Fragmenty danych do oznaczania lokalizacji
⟨
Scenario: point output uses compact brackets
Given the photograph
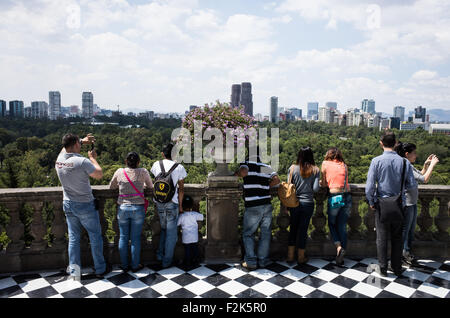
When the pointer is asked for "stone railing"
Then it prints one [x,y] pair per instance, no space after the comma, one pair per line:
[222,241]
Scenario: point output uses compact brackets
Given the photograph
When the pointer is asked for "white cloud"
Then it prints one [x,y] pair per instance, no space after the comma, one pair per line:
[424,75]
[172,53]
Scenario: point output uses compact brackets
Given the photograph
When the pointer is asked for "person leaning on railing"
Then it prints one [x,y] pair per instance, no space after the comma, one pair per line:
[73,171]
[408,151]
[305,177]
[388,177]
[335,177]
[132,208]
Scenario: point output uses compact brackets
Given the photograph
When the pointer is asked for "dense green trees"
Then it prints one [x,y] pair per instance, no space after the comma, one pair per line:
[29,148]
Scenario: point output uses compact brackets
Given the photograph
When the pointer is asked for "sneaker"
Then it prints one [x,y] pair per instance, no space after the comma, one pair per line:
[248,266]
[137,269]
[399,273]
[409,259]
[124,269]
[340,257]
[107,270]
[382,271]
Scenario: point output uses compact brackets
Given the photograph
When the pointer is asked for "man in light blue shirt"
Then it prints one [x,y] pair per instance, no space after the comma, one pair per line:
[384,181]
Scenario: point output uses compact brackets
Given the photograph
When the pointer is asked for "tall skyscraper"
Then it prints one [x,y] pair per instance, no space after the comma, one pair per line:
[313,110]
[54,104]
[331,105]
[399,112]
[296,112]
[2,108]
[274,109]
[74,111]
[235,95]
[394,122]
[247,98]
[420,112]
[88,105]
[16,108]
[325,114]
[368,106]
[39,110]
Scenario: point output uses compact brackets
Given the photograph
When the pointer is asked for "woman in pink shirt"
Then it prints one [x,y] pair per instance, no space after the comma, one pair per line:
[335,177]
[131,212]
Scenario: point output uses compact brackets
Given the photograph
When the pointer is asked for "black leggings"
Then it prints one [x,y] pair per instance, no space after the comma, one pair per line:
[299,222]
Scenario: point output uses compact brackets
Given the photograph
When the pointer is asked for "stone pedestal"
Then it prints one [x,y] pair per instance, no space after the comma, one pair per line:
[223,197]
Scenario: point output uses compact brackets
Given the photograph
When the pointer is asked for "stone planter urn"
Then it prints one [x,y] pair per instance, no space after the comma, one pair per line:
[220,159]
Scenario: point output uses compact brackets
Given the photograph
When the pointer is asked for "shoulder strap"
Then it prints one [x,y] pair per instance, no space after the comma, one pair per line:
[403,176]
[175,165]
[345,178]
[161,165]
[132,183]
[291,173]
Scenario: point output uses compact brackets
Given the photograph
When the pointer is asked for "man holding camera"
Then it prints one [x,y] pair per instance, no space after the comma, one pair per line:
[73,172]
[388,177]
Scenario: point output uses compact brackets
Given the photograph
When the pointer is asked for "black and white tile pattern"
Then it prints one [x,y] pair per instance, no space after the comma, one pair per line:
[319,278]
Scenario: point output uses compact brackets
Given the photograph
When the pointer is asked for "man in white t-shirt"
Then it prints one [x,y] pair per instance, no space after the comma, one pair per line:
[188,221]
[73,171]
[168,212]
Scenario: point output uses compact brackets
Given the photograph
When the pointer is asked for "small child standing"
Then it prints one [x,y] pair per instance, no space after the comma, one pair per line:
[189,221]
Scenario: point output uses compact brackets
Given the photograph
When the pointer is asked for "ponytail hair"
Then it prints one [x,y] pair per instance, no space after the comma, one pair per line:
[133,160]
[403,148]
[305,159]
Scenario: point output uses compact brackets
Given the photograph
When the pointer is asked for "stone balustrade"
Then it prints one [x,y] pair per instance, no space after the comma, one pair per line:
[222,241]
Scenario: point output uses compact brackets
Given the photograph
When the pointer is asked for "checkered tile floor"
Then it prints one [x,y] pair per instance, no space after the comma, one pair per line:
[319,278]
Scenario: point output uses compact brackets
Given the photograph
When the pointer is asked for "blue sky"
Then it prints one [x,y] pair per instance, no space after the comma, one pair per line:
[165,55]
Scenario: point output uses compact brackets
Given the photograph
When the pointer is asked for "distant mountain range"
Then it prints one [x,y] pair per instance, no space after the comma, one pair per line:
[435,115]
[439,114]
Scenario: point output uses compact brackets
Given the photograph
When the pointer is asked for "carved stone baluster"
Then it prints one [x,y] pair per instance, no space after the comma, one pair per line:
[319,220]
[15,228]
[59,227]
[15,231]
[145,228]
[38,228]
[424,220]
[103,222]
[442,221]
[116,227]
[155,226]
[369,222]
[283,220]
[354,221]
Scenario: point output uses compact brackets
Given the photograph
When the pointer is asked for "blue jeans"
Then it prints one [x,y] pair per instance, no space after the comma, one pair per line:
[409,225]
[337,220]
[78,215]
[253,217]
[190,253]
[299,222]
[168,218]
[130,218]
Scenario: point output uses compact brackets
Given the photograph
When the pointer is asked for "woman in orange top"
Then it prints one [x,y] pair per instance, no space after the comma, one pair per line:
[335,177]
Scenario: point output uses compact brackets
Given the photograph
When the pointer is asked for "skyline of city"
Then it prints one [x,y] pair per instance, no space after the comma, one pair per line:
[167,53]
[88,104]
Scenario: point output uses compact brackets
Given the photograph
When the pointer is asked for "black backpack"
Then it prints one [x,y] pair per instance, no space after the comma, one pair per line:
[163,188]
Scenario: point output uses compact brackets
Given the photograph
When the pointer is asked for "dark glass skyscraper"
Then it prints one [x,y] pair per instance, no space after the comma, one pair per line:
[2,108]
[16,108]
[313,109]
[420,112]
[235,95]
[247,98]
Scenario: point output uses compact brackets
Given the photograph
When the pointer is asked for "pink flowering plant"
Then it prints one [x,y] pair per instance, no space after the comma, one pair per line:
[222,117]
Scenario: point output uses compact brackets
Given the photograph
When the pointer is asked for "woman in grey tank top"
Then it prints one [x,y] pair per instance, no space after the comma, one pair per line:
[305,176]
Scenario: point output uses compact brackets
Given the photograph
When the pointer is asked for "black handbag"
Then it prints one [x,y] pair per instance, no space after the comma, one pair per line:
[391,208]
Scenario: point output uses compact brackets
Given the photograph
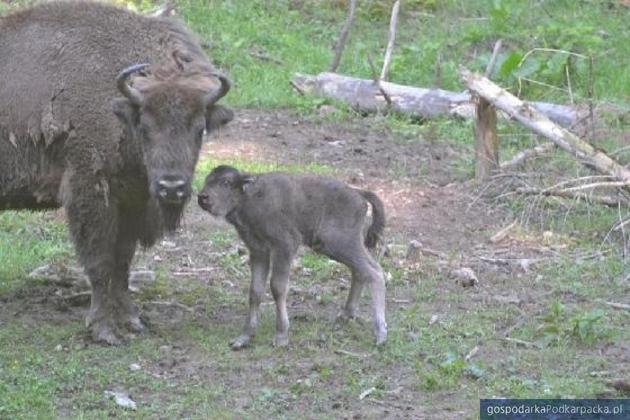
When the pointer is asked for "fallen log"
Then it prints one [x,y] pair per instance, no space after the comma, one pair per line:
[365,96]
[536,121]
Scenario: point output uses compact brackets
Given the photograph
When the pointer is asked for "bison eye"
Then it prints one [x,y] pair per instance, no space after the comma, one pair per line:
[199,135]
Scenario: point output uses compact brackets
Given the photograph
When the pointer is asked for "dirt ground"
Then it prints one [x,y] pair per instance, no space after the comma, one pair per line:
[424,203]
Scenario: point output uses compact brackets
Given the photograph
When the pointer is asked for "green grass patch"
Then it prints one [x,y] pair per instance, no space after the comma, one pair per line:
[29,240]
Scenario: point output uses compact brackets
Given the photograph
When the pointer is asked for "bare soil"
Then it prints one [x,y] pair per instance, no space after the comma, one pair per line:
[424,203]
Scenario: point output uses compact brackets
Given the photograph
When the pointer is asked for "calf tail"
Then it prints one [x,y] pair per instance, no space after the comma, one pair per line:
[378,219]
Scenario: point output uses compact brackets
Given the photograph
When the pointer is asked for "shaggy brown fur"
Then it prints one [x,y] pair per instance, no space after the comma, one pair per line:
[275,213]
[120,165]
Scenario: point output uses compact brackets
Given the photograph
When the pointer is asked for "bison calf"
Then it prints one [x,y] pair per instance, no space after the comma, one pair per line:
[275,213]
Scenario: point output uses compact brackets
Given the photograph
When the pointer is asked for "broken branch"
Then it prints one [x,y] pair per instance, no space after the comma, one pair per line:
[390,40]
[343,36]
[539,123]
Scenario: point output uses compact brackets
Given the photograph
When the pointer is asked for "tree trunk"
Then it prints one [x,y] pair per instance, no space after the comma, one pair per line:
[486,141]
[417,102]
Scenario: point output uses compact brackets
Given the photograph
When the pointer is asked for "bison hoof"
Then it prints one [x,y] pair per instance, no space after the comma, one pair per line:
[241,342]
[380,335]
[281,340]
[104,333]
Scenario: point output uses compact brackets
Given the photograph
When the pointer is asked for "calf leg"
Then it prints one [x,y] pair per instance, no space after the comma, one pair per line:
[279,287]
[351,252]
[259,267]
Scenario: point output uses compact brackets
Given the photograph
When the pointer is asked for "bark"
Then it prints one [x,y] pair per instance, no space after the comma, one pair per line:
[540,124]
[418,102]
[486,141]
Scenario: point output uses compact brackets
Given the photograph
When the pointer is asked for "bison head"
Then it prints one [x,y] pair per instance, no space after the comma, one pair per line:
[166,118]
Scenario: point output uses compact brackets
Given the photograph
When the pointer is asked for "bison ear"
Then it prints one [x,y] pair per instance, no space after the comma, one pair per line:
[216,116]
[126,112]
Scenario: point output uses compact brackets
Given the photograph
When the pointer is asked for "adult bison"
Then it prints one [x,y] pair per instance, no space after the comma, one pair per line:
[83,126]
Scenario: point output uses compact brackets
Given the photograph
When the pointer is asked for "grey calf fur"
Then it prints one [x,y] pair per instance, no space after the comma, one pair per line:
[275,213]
⟩
⟨
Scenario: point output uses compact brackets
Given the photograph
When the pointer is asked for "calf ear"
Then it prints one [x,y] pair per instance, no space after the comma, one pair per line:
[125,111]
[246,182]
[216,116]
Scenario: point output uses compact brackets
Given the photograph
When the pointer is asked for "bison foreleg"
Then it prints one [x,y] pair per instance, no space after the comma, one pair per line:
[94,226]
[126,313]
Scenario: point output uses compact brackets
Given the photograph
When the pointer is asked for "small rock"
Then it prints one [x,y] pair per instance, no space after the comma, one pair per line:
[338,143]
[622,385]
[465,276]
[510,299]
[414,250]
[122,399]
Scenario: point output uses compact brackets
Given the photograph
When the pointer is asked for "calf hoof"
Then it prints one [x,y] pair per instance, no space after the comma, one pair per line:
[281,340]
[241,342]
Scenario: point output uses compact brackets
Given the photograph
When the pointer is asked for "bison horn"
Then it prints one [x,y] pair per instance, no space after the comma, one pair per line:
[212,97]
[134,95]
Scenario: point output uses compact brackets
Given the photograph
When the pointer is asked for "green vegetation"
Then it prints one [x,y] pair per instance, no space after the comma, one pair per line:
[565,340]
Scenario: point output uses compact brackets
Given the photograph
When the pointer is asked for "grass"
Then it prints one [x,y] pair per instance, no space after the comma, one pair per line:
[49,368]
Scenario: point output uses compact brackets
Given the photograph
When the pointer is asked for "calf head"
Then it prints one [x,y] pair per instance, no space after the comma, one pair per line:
⟩
• **CEL ZADANIA**
Wyodrębnij z powyższych wierszy wszystkie te, które zawierają słowo „hoof”. Wielkość liter ma znaczenie.

• **ROZWIĄZANIE ZADANIA**
When the pointer is asked for "bison hoof"
When the pointer is asked for "calf hoof"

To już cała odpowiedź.